*TASK ITEM*.
From the article about the Maude Kerns Art Center's 75th anniversary exhibit below, list every visual artwork whose title it gives in quotation marks.

*EXCERPTED PASSAGE*.

From founder Maude Kerns’ “Untitled” watercolor to current art center staff member Marsha Maverick Wells’ drawing of “Tracy on the White Sheepskin,” the goal of Legacy: 75th Anniversary Exhibit at Maude Kerns Art Center, as curated by the executive director Michael Fisher, was to “tell the history through the art.” It’s on display until June 20.
Marsha Maverick Wells is the artist’s name of Marsha Shankman, publicity coordinator at MKAC for 30 years. She has been taking classes at the center for just as long as she’s worked there, particularly studios offering models with no instruction.
Shankman is on a committee that aims to preserve the legacy of artist Maude Kerns (1876-1965). She says Kerns displayed her art at the Museum of Non-objective Painting, now the Guggenheim Museum in New York City. I can easily imagine it, too, since Kerns’ abstract and spiritually motivated paintings have a lot in common with the artworks of Wassily Kandinsky, whose philosophical treatise “Concerning the Spiritual in Art” was written in 1912 and published for the Museum of Non-objective Painting in 1946.

Looking at her work, you are instantly brought to the beginnings of modernism, when “modern” art was actually modern. Her paintings are recognizable as belonging to that moment in art history, yet her name is not. That may be because instead of staying in New York City as it was becoming the art center of the world, Kerns moved back to her home state Oregon to reunite with family and live near the community in which she was raised.
In Eugene she worked as an art professor at the University of Oregon, with a focus on art education, and created the art center that now carries her name. The anniversary show has 75 artists in it — one for each year MKAC has existed.
It was hard, Fisher says, about selecting the works, to keep the amount down to “just” 75. He could have included 175 artworks.
The building that houses MKAC was originally a chapel, so Fisher borrowed an original pew for this show, a bench that sits at the far end of the main gallery with a grand view of all the art.
He came to MKAC as an intern from UO and was then hired as an exhibit coordinator. He became the executive director a few years before the pandemic struck, not only saw the center through that unprecedented time, when it was physically closed, but helped it advance.
Today, Fisher describes the art center as “thriving.”
Besides offering classes, housing an exhibition space, gift shop and two onsite affiliated art organizations, including the popular Club Mud ceramics studio, last year the center acquired its first offsite art studio, Whiteaker Printmakers.

All artists in the Legacy show have an affiliation with MKAC. For example, the late Mike Van was a founding member who earned his MFA from UO in 1957, taught art at South Eugene High School for about 30 years, and is represented by White Lotus Gallery in Eugene. He exhibited at Maude Kerns for five decades. His art on display in the show is “Belted Armadillo,” a curious and wonderfully intricate illustration of an armadillo sporting an array of belts.
Margaret Coe and Mark Clarke (1935-2016) were both instructors at MKAC. In 2017 they were given a retrospective exhibit at Jordan Schnitzer Museum of Art titled Our Lives in Paint. Clarke’s artwork “Young Woman in Chair” is an acrylic painting from 2004.

Referring expression pointing data:

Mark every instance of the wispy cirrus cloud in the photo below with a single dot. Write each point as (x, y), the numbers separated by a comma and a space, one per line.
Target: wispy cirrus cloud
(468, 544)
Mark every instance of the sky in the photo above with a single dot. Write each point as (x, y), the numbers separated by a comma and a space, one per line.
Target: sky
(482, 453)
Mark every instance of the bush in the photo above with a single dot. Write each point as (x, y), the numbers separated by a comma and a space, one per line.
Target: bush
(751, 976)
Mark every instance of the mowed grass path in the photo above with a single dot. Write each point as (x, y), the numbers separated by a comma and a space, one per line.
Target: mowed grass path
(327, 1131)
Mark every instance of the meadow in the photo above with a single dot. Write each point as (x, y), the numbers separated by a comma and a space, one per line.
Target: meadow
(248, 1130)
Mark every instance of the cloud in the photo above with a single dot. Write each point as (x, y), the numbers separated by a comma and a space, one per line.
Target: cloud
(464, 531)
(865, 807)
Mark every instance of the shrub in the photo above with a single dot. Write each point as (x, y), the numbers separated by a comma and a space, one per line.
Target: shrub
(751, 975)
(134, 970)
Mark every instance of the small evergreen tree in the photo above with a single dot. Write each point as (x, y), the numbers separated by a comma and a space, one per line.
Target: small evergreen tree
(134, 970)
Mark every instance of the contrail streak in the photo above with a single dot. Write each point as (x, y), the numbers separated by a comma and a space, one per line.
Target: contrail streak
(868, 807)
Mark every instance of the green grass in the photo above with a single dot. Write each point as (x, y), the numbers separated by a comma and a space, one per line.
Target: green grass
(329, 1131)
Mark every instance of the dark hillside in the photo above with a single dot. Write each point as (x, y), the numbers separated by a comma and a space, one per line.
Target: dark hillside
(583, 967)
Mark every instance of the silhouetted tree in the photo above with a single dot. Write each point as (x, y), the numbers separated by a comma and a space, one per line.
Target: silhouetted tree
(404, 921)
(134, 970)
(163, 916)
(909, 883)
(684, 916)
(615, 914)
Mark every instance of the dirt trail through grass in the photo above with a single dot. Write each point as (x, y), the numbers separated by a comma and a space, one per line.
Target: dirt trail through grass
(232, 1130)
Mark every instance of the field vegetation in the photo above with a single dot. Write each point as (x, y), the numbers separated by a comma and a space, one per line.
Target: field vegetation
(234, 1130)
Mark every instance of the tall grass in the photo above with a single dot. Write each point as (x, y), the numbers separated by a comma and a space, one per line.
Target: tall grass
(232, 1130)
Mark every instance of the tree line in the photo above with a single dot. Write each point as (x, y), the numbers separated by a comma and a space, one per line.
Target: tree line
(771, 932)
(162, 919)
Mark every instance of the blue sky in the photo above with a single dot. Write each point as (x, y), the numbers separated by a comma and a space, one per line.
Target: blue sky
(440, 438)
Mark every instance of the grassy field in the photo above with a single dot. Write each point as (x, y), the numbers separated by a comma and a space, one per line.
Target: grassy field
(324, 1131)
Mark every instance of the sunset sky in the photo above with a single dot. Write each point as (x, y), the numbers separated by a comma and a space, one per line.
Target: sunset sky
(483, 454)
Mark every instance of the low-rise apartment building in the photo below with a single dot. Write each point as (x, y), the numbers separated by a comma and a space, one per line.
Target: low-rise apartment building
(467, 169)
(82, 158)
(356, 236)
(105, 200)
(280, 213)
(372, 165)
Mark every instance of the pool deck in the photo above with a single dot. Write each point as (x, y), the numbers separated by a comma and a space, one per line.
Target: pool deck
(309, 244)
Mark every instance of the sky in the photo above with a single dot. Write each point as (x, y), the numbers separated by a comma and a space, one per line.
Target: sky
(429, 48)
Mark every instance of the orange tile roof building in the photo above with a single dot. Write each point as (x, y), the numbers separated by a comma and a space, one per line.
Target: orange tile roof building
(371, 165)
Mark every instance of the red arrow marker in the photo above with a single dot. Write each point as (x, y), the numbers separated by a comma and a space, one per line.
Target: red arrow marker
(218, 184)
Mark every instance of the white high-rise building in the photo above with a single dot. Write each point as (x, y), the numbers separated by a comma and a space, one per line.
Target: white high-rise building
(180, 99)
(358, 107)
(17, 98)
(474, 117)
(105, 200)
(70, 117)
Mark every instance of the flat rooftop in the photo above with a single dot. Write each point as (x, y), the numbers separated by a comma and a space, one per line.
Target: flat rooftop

*RESPONSE TO THIS TASK*.
"Untitled" (Maude Kerns)
"Tracy on the White Sheepskin" (Marsha Maverick Wells)
"Belted Armadillo" (Mike Van)
"Young Woman in Chair" (Mark Clarke)